Alexander Widiker ist auch vier Jahre nach seinem Karriere-Ende jedem Rugby-Fan hierzulande ein Begriff. Der mittlerweile 38-jährige Rekordnationalspieler der schwarzen Adler war über Jahre hinweg das Gesicht der deutschen Nationalmannschaft und leitet heute den Bundesstützpunkts Heidelberg. Nur wenige kennen seinen persönlichen Weg, der ihn aus der Ferne der kasachischen Steppe bis zu einem Profi-Rugby-Vertrag in Frankreich führte. Rugby war dabei der Schlüssel zu Widikers Integration in der neuen Heimat, so die Einschätzung des Mannes, den in Heidelberg alle nur Snakko rufen.
Sollte jemand auf die verwegene Idee kommen, sich aus Heidelberg in sein Auto zu setzen und nach Osten in Richtung Widikers Geburtsort aufzubrechen, käme er oder sie nach einer Woche Dauerfahrt in Kostanay an. Vier Grenzen, vier Zeitzonen und 4.500 km würde man an einem Ort ankommen, der wenig mit der malerischen Neckarstadt zu tun hat.
In der nordkasachischen Steppe ist es im Sommer drückend heiß, Temperaturen um die 40 Grad sind keine Seltenheit - genausowenig wie Minus-Temperaturen um die 30 Grad unter dem Gefrierpunkt im Winter. „Wir haben uns als Kinder immer gewundert, warum hier in Heidelberg kein Schnee liegt und warum der Sommer nicht so heiß ist“, so Alexander Widiker heute rückblickend.

DATENTEIL –
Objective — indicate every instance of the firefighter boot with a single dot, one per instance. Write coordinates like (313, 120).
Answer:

AUFGABENSTELLUNG –
1. Mit welchem Namen wird Alexander Widiker laut dem Seitenauszug in Heidelberg von allen gerufen?
2. Gib aus dem Seitenauszug den Abschnitt von „Alexander Widiker ist“ bis „nur Snakko rufen.“ wörtlich wieder.
3. Übersetze diesen Satz aus dem Seitenauszug ins Englische: „In der nordkasachischen Steppe ist es im Sommer drückend heiß, Temperaturen um die 40 Grad sind keine Seltenheit - genausowenig wie Minus-Temperaturen um die 30 Grad unter dem Gefrierpunkt im Winter.“

ANTWORTEN –
1. Snakko.

2.
Alexander Widiker ist auch vier Jahre nach seinem Karriere-Ende jedem Rugby-Fan hierzulande ein Begriff. Der mittlerweile 38-jährige Rekordnationalspieler der schwarzen Adler war über Jahre hinweg das Gesicht der deutschen Nationalmannschaft und leitet heute den Bundesstützpunkts Heidelberg. Nur wenige kennen seinen persönlichen Weg, der ihn aus der Ferne der kasachischen Steppe bis zu einem Profi-Rugby-Vertrag in Frankreich führte. Rugby war dabei der Schlüssel zu Widikers Integration in der neuen Heimat, so die Einschätzung des Mannes, den in Heidelberg alle nur Snakko rufen.

3. In the northern Kazakh steppe it is oppressively hot in summer; temperatures of around 40 degrees are not unusual, and neither are temperatures of around 30 degrees below freezing in winter.